Segment Start: Given records

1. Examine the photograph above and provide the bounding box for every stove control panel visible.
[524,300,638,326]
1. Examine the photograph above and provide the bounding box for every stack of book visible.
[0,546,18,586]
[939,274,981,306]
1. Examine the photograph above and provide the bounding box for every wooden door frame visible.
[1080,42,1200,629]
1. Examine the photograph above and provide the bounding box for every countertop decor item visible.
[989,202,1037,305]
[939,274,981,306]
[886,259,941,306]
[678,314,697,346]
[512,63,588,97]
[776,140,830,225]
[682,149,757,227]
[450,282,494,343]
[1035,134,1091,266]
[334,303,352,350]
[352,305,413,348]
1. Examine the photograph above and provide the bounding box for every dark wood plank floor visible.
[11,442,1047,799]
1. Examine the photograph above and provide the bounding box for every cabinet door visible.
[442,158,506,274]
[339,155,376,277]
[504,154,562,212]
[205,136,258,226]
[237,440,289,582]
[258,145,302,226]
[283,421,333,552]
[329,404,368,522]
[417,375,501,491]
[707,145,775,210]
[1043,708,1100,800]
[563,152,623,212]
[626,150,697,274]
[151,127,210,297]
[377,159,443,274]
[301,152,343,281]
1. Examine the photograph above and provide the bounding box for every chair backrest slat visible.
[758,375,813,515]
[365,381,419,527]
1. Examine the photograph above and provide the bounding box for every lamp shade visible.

Segment End: Given records
Segment Start: Given records

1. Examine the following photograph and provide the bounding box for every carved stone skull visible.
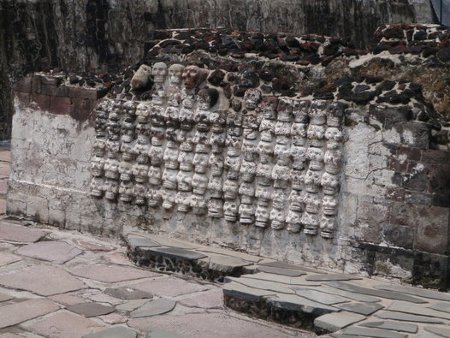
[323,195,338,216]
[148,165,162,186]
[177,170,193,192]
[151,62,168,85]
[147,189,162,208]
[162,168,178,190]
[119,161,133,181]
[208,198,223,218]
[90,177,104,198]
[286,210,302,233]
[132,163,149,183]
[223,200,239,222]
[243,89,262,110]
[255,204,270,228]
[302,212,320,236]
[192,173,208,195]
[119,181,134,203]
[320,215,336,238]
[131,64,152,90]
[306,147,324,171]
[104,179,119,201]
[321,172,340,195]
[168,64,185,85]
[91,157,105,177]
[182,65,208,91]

Segment End: Given records

- [Exercise]: Copy verbatim, from the listing above, each line from the one containing "plank floor visible." down to the one containing "lamp shade visible.", inclusive.

- [Completed task]:
1. Examine the photograph above and provide the bounding box for every dark wood plank floor visible.
[11,442,1047,799]
1. Examine the photograph above and provide the bounding box for every cabinet door visible.
[442,158,506,274]
[339,155,376,277]
[504,154,562,212]
[205,136,258,226]
[237,440,289,582]
[258,145,302,226]
[283,421,333,552]
[329,404,368,522]
[417,375,501,491]
[707,145,775,210]
[1043,708,1100,800]
[563,152,623,212]
[626,150,697,274]
[151,127,210,297]
[377,159,443,274]
[301,152,343,281]
1. Examine the photograph above and provide the bounding box for every chair backrest slat visible.
[758,375,813,515]
[365,381,419,527]
1. Examine the photograph above and provide the bounding box for every lamp shade visible.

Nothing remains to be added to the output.